▸ MATERIAL TO PROCESS
━━━━

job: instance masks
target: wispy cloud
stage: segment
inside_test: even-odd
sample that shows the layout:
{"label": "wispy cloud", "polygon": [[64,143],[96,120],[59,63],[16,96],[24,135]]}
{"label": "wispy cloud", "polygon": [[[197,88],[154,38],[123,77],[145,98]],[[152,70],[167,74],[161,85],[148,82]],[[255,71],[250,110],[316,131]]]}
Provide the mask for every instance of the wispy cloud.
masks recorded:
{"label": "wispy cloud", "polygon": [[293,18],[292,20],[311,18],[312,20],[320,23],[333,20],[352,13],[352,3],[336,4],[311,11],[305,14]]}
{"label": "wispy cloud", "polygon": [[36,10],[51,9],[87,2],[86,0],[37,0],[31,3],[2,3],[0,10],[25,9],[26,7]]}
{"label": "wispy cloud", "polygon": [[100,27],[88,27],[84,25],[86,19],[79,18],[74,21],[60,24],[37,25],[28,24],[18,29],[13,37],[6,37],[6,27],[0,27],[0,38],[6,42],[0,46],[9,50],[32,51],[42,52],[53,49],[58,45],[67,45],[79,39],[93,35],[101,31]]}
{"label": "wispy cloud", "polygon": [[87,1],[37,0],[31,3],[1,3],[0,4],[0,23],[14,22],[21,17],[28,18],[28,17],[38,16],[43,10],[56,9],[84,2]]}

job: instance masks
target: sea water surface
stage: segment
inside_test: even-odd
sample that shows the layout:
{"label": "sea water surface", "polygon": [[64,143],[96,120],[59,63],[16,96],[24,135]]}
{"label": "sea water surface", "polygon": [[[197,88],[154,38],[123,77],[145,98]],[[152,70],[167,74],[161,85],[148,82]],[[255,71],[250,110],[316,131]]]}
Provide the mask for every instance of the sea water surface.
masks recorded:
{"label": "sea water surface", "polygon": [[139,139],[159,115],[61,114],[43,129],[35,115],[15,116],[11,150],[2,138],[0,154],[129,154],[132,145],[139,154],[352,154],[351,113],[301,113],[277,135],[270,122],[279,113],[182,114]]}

━━━━

▸ SET PROBLEM
Set all of the records down again, exactly as they stand.

▸ CORRECT RESULT
job: instance masks
target: wispy cloud
stage: segment
inside_test: even-odd
sample that shows the layout:
{"label": "wispy cloud", "polygon": [[64,143],[96,120],[59,63],[16,96],[24,135]]}
{"label": "wispy cloud", "polygon": [[[197,88],[154,38],[123,77],[145,98]],[[152,70],[167,74],[161,85],[148,82]],[[255,71],[250,110],[316,131]]]}
Provide the mask for every instance of the wispy cloud.
masks recorded:
{"label": "wispy cloud", "polygon": [[293,18],[292,20],[311,18],[312,20],[320,23],[333,20],[352,13],[352,3],[336,4],[311,11],[305,14]]}
{"label": "wispy cloud", "polygon": [[36,10],[51,9],[87,2],[86,0],[37,0],[31,3],[2,3],[0,10],[25,9],[26,7]]}
{"label": "wispy cloud", "polygon": [[100,27],[88,27],[84,25],[86,19],[79,18],[74,21],[60,24],[37,25],[28,24],[18,29],[13,37],[6,37],[6,27],[0,27],[0,38],[6,42],[0,46],[9,50],[32,51],[42,52],[53,49],[58,45],[67,45],[79,39],[93,35],[101,31]]}
{"label": "wispy cloud", "polygon": [[87,1],[37,0],[31,3],[1,3],[0,4],[0,23],[14,22],[21,17],[28,18],[28,17],[38,16],[43,10],[56,9],[84,2]]}

job: instance masks
target: sea water surface
stage: segment
inside_test: even-odd
sample that shows the layout:
{"label": "sea water surface", "polygon": [[64,143],[96,120],[59,63],[16,96],[24,135]]}
{"label": "sea water surface", "polygon": [[[197,88],[154,38],[123,77],[145,98]],[[152,70],[167,74],[161,85],[148,82]],[[255,71],[250,110],[316,131]]]}
Provide the mask for every instance of the sea water surface.
masks recorded:
{"label": "sea water surface", "polygon": [[139,139],[159,115],[61,114],[43,129],[35,115],[15,116],[11,150],[2,138],[0,154],[129,154],[132,145],[139,154],[352,154],[351,113],[301,113],[277,135],[270,122],[279,113],[182,114]]}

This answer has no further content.